Lo que se llama “política” son elecciones apenas. No sé si
usted es de derecha, de izquierda o de ninguna parte, pero tal vez
concordará conmigo en que los grandes problemas que tenemos son la
pobreza, la violencia y el narco. La política consiste en debatir y
escoger soluciones a los grandes problemas nacionales, pero en
Colombia no se habla de alternativas respecto de la droga, nos
estamos matando sin saber por qué y los pobres votan por los mismos
candidatos que los ricos. O sea que no existe la política o que
nuestra “política” silencia los problemas. Aunque eso sí,
existen muchas elecciones, y cada cuatro años todos cambian pero no
cambia nada.
Seis.
Un colombiano es muy vivo, dos colombianos muy bobos. Tenemos grandes
futbolistas pero nunca ganamos los partidos. No nos varamos nunca,
pero nunca logramos que funcionen las cosas colectivas. Somos
famosamente recursivos y tenaces, pero no nos agrupamos ni sumamos.

PROBLEMAS >>
A - Transcribe del fragmento sobre la política en Colombia el pasaje que va desde "Un colombiano es" hasta "agrupamos ni sumamos.".
B - Según el fragmento sobre la política en Colombia, ¿cuáles son los grandes problemas que tenemos?

INFORMACIÓN PROPORCIONADA >>
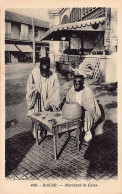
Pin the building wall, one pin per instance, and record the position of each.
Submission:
(15, 31)
(67, 12)
(113, 30)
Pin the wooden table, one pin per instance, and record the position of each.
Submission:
(54, 123)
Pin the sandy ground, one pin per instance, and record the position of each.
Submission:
(16, 107)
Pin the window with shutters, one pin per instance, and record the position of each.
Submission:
(65, 20)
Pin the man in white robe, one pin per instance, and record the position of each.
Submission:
(42, 89)
(85, 97)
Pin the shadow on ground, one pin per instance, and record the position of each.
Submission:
(15, 150)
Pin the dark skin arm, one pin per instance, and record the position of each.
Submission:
(62, 103)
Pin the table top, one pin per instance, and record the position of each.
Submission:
(52, 119)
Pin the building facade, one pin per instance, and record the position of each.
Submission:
(90, 32)
(19, 36)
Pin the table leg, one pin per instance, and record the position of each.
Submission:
(78, 134)
(55, 139)
(36, 129)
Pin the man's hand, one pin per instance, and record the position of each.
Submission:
(51, 108)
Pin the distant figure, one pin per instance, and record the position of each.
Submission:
(42, 89)
(85, 97)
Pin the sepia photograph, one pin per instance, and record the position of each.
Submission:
(61, 96)
(61, 93)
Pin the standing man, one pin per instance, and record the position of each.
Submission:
(42, 89)
(85, 97)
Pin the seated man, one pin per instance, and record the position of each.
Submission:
(42, 89)
(85, 97)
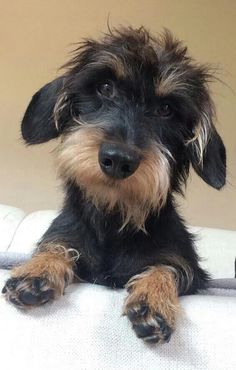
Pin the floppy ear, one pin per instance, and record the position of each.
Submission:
(38, 125)
(212, 166)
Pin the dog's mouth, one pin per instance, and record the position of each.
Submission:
(115, 176)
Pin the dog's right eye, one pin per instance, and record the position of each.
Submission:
(106, 89)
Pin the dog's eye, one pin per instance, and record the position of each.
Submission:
(164, 110)
(106, 89)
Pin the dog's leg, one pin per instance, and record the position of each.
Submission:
(152, 304)
(41, 279)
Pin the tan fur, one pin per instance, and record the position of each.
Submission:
(184, 275)
(55, 266)
(135, 197)
(156, 288)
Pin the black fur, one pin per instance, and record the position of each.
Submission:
(135, 115)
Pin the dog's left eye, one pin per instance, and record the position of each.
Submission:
(164, 110)
(106, 89)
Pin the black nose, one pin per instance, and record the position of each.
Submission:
(118, 161)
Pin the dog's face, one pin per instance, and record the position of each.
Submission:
(133, 112)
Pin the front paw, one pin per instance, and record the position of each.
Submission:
(149, 325)
(27, 292)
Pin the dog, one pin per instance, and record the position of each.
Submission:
(133, 113)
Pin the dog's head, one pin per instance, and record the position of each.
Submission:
(133, 113)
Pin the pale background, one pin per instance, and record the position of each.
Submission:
(35, 38)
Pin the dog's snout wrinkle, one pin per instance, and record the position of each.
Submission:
(117, 160)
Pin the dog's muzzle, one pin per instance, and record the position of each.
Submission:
(117, 160)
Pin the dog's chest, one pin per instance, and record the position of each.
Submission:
(115, 261)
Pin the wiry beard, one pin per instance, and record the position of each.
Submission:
(135, 197)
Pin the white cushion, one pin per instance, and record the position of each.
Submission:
(85, 330)
(217, 249)
(10, 218)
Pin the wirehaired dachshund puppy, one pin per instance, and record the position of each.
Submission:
(133, 112)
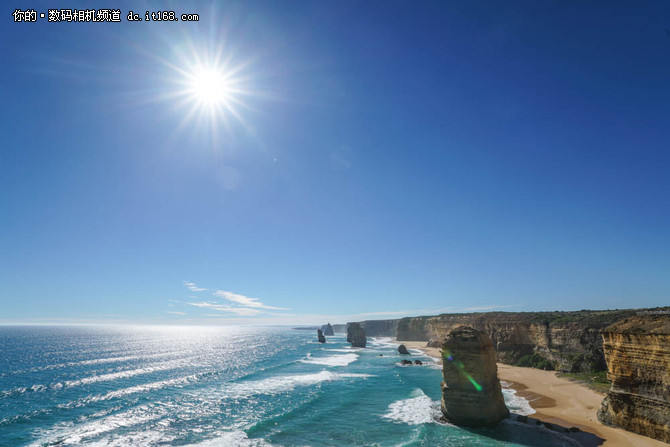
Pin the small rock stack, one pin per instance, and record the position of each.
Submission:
(356, 335)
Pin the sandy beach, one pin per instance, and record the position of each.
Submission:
(559, 401)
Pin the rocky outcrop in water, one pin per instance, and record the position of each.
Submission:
(380, 328)
(565, 341)
(637, 350)
(340, 328)
(356, 335)
(471, 392)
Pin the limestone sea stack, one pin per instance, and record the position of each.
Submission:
(471, 393)
(637, 351)
(327, 330)
(356, 335)
(402, 349)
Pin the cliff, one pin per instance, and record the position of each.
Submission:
(637, 351)
(471, 392)
(379, 328)
(565, 341)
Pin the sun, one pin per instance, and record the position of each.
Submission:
(210, 87)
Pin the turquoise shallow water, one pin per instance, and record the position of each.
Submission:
(161, 386)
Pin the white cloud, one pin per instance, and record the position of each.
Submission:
(192, 287)
(244, 300)
(244, 311)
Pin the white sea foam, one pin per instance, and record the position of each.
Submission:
(516, 404)
(281, 384)
(333, 360)
(419, 409)
(76, 434)
(165, 366)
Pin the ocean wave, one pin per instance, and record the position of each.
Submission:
(98, 361)
(333, 360)
(416, 410)
(232, 439)
(281, 384)
(76, 434)
(166, 366)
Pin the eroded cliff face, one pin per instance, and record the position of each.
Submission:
(380, 328)
(569, 341)
(471, 392)
(637, 350)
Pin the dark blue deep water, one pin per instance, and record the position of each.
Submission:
(223, 386)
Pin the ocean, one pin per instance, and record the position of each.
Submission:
(225, 386)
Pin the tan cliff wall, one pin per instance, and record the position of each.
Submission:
(569, 341)
(637, 351)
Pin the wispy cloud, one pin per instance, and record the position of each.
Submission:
(244, 301)
(192, 287)
(243, 311)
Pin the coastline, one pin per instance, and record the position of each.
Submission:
(558, 401)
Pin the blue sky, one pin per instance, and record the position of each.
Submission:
(368, 160)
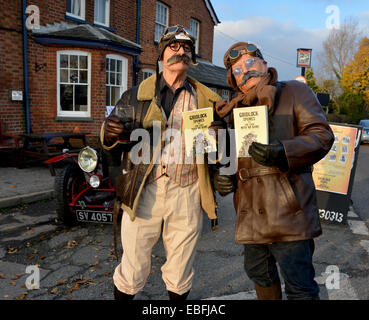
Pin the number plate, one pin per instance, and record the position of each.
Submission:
(94, 216)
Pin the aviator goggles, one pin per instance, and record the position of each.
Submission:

SOLUCIONES POR TAREA >>
A -
Un colombiano es muy vivo, dos colombianos muy bobos. Tenemos grandes
futbolistas pero nunca ganamos los partidos. No nos varamos nunca,
pero nunca logramos que funcionen las cosas colectivas. Somos
famosamente recursivos y tenaces, pero no nos agrupamos ni sumamos.

B - La pobreza, la violencia y el narco.